--- Provided data ---
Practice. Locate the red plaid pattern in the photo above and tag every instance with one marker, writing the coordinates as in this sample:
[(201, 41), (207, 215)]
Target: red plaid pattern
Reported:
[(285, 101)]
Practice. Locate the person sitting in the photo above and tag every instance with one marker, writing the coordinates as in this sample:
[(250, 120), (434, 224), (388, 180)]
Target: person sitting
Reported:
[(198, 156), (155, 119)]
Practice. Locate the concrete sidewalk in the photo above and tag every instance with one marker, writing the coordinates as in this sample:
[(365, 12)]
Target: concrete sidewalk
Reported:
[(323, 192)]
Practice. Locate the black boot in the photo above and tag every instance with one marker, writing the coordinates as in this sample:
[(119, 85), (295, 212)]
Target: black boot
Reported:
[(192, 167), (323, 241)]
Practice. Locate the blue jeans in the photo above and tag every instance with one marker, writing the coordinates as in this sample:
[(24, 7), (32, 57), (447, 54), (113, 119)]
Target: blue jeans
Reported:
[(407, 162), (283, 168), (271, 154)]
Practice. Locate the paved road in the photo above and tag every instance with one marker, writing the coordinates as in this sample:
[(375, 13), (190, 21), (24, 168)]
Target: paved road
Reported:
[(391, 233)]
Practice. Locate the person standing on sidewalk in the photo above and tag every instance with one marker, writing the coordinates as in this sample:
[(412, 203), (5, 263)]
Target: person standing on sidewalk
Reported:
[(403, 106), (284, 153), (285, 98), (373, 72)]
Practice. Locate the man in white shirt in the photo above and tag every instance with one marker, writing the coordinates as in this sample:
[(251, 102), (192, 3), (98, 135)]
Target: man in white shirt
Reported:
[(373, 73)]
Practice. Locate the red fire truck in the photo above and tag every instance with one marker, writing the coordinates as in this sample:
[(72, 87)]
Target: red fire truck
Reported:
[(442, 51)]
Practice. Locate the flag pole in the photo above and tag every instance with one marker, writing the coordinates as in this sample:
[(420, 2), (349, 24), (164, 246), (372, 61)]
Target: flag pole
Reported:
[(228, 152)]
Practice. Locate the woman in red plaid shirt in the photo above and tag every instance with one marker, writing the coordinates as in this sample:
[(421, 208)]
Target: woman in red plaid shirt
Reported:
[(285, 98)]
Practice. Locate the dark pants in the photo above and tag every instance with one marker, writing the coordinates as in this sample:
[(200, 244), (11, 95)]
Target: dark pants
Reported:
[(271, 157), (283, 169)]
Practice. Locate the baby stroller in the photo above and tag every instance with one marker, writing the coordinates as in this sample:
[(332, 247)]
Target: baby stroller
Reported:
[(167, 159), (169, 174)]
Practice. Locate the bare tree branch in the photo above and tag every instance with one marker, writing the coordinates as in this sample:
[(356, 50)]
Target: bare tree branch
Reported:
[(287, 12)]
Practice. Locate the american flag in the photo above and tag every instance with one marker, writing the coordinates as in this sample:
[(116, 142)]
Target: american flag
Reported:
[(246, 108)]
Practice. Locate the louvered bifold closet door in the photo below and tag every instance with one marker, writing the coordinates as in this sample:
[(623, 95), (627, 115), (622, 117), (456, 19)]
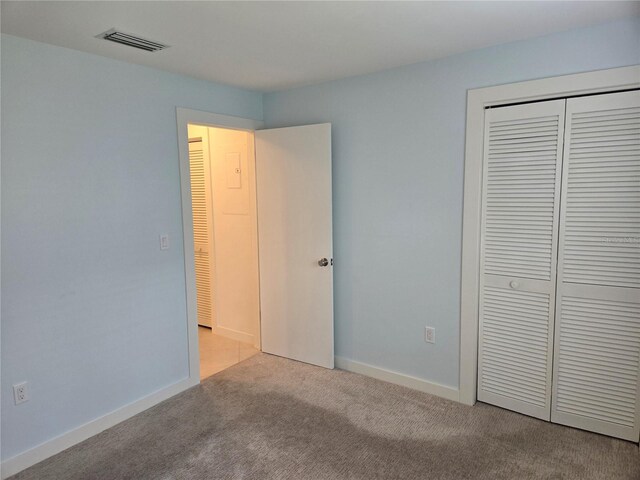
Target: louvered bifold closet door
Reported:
[(202, 230), (521, 182), (597, 345)]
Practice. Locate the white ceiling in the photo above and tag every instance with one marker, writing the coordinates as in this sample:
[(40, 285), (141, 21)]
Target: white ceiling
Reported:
[(277, 45)]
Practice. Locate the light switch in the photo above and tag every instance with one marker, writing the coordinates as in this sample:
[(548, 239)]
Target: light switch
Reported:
[(164, 241)]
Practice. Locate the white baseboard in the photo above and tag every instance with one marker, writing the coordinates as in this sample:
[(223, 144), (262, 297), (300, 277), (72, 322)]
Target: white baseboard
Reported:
[(13, 465), (233, 334), (414, 383)]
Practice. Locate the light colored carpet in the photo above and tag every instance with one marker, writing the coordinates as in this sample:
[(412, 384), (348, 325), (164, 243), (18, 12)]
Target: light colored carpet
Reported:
[(271, 418)]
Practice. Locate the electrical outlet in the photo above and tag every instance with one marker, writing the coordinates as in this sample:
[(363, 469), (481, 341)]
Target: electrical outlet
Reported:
[(20, 393), (164, 241), (429, 334)]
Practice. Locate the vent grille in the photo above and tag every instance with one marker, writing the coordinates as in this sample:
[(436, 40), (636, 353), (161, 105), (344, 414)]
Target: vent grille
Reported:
[(122, 38)]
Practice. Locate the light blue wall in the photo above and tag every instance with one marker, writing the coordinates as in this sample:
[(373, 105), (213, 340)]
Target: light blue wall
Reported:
[(93, 313), (398, 157)]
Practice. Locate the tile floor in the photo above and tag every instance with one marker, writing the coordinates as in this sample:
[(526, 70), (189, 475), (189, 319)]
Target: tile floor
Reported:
[(218, 353)]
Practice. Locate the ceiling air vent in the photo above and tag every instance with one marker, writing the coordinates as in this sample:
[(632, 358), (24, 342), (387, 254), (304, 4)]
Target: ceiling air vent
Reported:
[(116, 36)]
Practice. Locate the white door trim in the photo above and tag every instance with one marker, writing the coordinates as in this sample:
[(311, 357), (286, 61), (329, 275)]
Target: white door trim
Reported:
[(600, 81), (185, 116)]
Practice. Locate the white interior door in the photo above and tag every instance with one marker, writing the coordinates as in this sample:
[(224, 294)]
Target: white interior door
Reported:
[(521, 195), (202, 229), (293, 174), (597, 346)]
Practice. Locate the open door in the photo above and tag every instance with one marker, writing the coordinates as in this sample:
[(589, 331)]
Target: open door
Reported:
[(293, 175)]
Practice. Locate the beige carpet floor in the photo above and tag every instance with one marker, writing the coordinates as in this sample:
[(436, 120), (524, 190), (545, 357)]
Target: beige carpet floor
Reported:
[(271, 418)]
---
* Direction *
Could you print all of the rows above word for word, without any of the images?

* Completed task *
Practice. Locate the red plaid pattern in the photo above and tag every instance with one marker, writing the coordinates as in this sample:
[(201, 41), (207, 215)]
Target: red plaid pattern
Reported:
[(285, 101)]
Practice. Locate the person sitting in the photo above and tag every instance with one marker, writing the coordinates as in this sample:
[(250, 120), (434, 224), (388, 180)]
Target: person sitting
Reported:
[(198, 156), (155, 119)]
Practice. Locate the concrete sidewalk in the photo above and tag every instance with one marker, writing the coordinates as in this sample:
[(365, 12)]
Target: concrete sidewalk
Reported:
[(323, 192)]
Practice. Locate the black boot in the photo above and tag every instance with one marker, writing the coordinates as in this sample:
[(119, 85), (295, 212)]
Target: black boot
Reported:
[(192, 167), (323, 241)]
Practice. Locate the blue jeans in the photo above and tag every instance with one marker, writing the coordinates as in this sample:
[(24, 7), (32, 57), (447, 54), (113, 119)]
Target: blue jeans
Reported:
[(407, 162), (283, 168), (271, 154)]
Practice. Locate the paved road in the photo above and tag every instance with one marker, writing the coordinates as in this sample:
[(375, 13), (190, 21), (24, 168)]
Target: paved road
Reported:
[(391, 233)]
Practice. Locate the person standing on sidewalk in the photo above and tag every instance with one marker, writing the coordinates as in this sample:
[(412, 203), (5, 263)]
Target: person standing on sidewalk
Reported:
[(403, 106), (284, 153), (285, 98), (373, 72)]
Practice. Locate the man in white shirt in the photo above and tag every instance with one marker, writing the coordinates as in this sample:
[(251, 102), (192, 3), (98, 135)]
Target: man in white shirt
Reported:
[(373, 73)]
Practice. Locate the red fire truck in the photo above and tag every instance with one marker, writing the coordinates as in this sample:
[(72, 87)]
Target: red fire truck
Reported:
[(442, 51)]
Practice. Locate the flag pole in the photo above and tag every instance with one marker, writing the coordinates as in this sample:
[(420, 2), (349, 24), (164, 246), (372, 61)]
Target: flag pole
Reported:
[(228, 152)]
Practice. Locate the woman in red plaid shirt in the photo above and tag every instance with one marker, writing the coordinates as in this sample:
[(421, 208)]
Target: woman in red plaid shirt
Reported:
[(285, 98)]
Practice. Locate the dark pants in the photo above and tag every instance with one marker, writing the coordinates as in this sample:
[(200, 244), (11, 95)]
Target: dark pants
Reported:
[(271, 157), (283, 169)]
Practice. Locate the baby stroller in the photo above and tag every instance with one marker, writing the coordinates as in this sample:
[(332, 247)]
Target: baby stroller
Reported:
[(167, 159), (169, 174)]
Practice. Locate the bare tree branch in the photo above and tag every instance with one marker, writing the coordinates as in this sample:
[(356, 50)]
Target: bare tree branch
Reported:
[(287, 12)]
Practice. Locate the american flag in the photo above and tag every instance with one marker, writing the coordinates as in this sample:
[(116, 142)]
Target: american flag
Reported:
[(246, 108)]
Practice. Locate the louvered bifold closet door in the photo below and tag every instance with one marker, writing the coordinates as in this sample:
[(623, 95), (627, 115), (622, 117), (456, 19)]
Target: louvered bifold closet door
Reported:
[(202, 230), (521, 182), (597, 345)]
Practice. Locate the white ceiling in the photo above and tag every instance with one marker, writing the coordinates as in this sample:
[(40, 285), (141, 21)]
Target: white ceiling
Reported:
[(277, 45)]
Practice. Locate the light switch in the photo above and tag every instance with one marker, writing the coordinates as in this sample:
[(548, 239)]
Target: light switch
Reported:
[(164, 241)]
Practice. Locate the white baseboard in the photo above and tag every instance with one marker, writing the coordinates as in this sample:
[(223, 144), (262, 297), (300, 277), (72, 322)]
Target: white baseboard
Reported:
[(13, 465), (233, 334), (414, 383)]
Practice. Locate the light colored carpet in the photo above and tag every instance with one marker, writing the coordinates as in this sample:
[(412, 384), (348, 325), (164, 243), (18, 12)]
Target: light colored carpet
Reported:
[(271, 418)]
Practice. Locate the electrical outlet in the photo above and tag every instance with one marker, writing the coordinates as in this sample:
[(363, 469), (481, 341)]
Target: electrical outlet
Reported:
[(20, 393), (164, 241), (429, 334)]
Practice. Locate the vent grille in the photo above and tag every instance with one marker, writing the coordinates as in this sample:
[(436, 40), (636, 353), (161, 105), (344, 414)]
Target: vent grille
Reported:
[(122, 38)]
Practice. Locate the light blue wall in the photo above and tag every instance with one marker, writing the coordinates as in this sample:
[(373, 105), (213, 340)]
Target: light blue wall
Reported:
[(93, 313), (398, 157)]
Practice. Locate the tile floor in the photo above and tag every instance with one marker, writing the coordinates as in this sample:
[(526, 70), (189, 475), (189, 319)]
Target: tile floor
Reported:
[(218, 353)]
Practice. Locate the ceiling air vent in the photo above and tag every instance with one marker, writing the coordinates as in this sample:
[(632, 358), (24, 342), (387, 254), (304, 4)]
Target: ceiling air vent
Reported:
[(116, 36)]
Practice. Locate the white door trim in the photo above and tag every instance with one marker, writing the coordinates as in this sample:
[(311, 357), (286, 61), (329, 275)]
Target: white door trim
Reported:
[(600, 81), (185, 116)]
Practice. Locate the white interior door in the photo above and tag every instance with one marker, writing the coordinates as in this sample:
[(224, 294)]
Target: white interior door
Reported:
[(521, 195), (202, 229), (293, 174), (597, 346)]
Practice. Locate the open door in the photo above and tag every instance with one marker, writing the coordinates as in this sample:
[(589, 331)]
Target: open door
Reported:
[(293, 175)]
Practice. Locate the beige carpet floor in the photo above and tag every instance with one marker, writing the coordinates as in this sample:
[(436, 120), (524, 190), (545, 357)]
Target: beige carpet floor
Reported:
[(271, 418)]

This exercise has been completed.